#### What the task asks
Nothing in the records below should be altered when they are retyped.

#### Exercise material
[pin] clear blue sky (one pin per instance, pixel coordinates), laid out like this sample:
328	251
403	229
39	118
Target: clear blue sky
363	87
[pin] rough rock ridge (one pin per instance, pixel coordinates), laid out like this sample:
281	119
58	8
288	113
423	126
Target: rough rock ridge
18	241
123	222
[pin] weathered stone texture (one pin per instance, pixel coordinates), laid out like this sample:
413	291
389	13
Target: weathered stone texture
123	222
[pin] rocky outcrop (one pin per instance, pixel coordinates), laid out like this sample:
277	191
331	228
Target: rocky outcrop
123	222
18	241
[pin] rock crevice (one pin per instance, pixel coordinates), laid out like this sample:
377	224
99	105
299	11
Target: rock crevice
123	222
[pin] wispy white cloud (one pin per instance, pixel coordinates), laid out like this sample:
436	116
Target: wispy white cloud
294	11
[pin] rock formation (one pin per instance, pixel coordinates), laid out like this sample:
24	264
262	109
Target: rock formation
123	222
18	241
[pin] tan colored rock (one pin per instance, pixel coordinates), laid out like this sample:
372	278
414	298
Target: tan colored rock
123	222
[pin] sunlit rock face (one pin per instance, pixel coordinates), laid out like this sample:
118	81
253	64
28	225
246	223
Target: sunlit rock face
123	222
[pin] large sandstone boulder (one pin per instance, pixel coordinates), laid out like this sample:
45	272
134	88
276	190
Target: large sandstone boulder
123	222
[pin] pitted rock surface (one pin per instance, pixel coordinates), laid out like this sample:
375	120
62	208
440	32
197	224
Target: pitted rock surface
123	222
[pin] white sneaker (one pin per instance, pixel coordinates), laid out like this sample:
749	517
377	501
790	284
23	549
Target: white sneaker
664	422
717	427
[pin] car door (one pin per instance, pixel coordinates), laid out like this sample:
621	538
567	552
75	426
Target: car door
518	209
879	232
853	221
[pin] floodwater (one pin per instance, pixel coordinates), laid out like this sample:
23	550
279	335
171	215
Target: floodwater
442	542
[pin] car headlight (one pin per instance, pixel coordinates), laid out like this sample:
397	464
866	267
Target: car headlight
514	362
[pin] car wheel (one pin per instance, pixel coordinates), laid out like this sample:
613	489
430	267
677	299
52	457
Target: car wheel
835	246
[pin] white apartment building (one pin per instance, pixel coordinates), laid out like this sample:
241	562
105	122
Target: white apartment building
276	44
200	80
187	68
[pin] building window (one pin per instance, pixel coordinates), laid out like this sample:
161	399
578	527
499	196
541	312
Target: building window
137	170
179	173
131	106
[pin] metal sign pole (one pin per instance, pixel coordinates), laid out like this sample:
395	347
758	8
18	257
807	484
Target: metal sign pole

#### Expected answer
[pin] clear blue sky (one pin per instance, pixel coordinates), laid out like this sample:
328	251
403	229
39	118
Target: clear blue sky
363	87
[pin] rough rock ridge (one pin per instance, pixel coordinates), laid out like this sample:
281	119
58	8
288	113
423	126
Target: rough rock ridge
18	241
123	222
[pin] weathered stone texture (one pin per instance, pixel coordinates), laid out like this sample:
413	291
389	13
Target: weathered stone texture
123	222
[pin] rocky outcrop (one pin per instance, pixel coordinates), laid out like this sample:
277	191
331	228
Target: rocky outcrop
123	222
18	241
[pin] rock crevice (one pin per instance, pixel coordinates), laid out like this sample:
377	224
99	105
299	11
Target: rock crevice
123	222
[pin] wispy white cloud (one pin per instance, pixel coordinates), laid out like this sample:
436	116
Target: wispy white cloud
294	11
[pin] rock formation (one pin per instance, pixel coordinates), laid out like this sample:
24	264
262	109
Target: rock formation
123	222
18	241
[pin] tan colored rock (one pin per instance, pixel coordinates), laid out like this sample:
372	278
414	298
Target: tan colored rock
123	222
[pin] sunlit rock face (one pin per instance, pixel coordinates), laid out like this sample:
118	81
253	64
28	225
246	223
Target: sunlit rock face
123	222
[pin] large sandstone boulder (one pin per instance, pixel coordinates), laid out like this sample:
45	272
134	88
276	190
Target: large sandstone boulder
123	222
[pin] pitted rock surface (one pin per instance, pixel coordinates), laid out like this sample:
375	120
62	208
440	32
197	224
Target: pitted rock surface
123	222
[pin] white sneaker (one pin per instance, pixel coordinates), laid out like this sample:
749	517
377	501
790	284
23	549
Target: white sneaker
664	422
717	427
[pin] car door (one pin per instance, pixel coordinates), laid out like this sample:
621	538
567	552
75	426
Target: car door
518	209
879	232
853	221
[pin] floodwater (one pin per instance, pixel coordinates), laid out like this sample:
23	550
279	335
171	215
Target: floodwater
442	542
[pin] car headlight (one pin per instance, pixel coordinates), laid out like this sample:
397	464
866	267
Target: car headlight
514	362
[pin] car wheel (one pin per instance, pixel coordinates), laid out like this sample:
613	489
430	267
677	299
52	457
Target: car wheel
835	246
[pin] white apartment building (one pin per instance, pixel coordinates), laid out like this sample:
241	562
105	122
Target: white apartment building
276	44
200	80
187	68
[pin] building window (one pin per instance, pixel coordinates), laid out like this sample:
161	399
578	527
499	196
541	312
Target: building window
137	170
179	173
131	106
[pin] metal sign pole (one pin per instance, pixel coordinates), laid out like this sample:
395	347
758	8
18	257
807	484
Target: metal sign pole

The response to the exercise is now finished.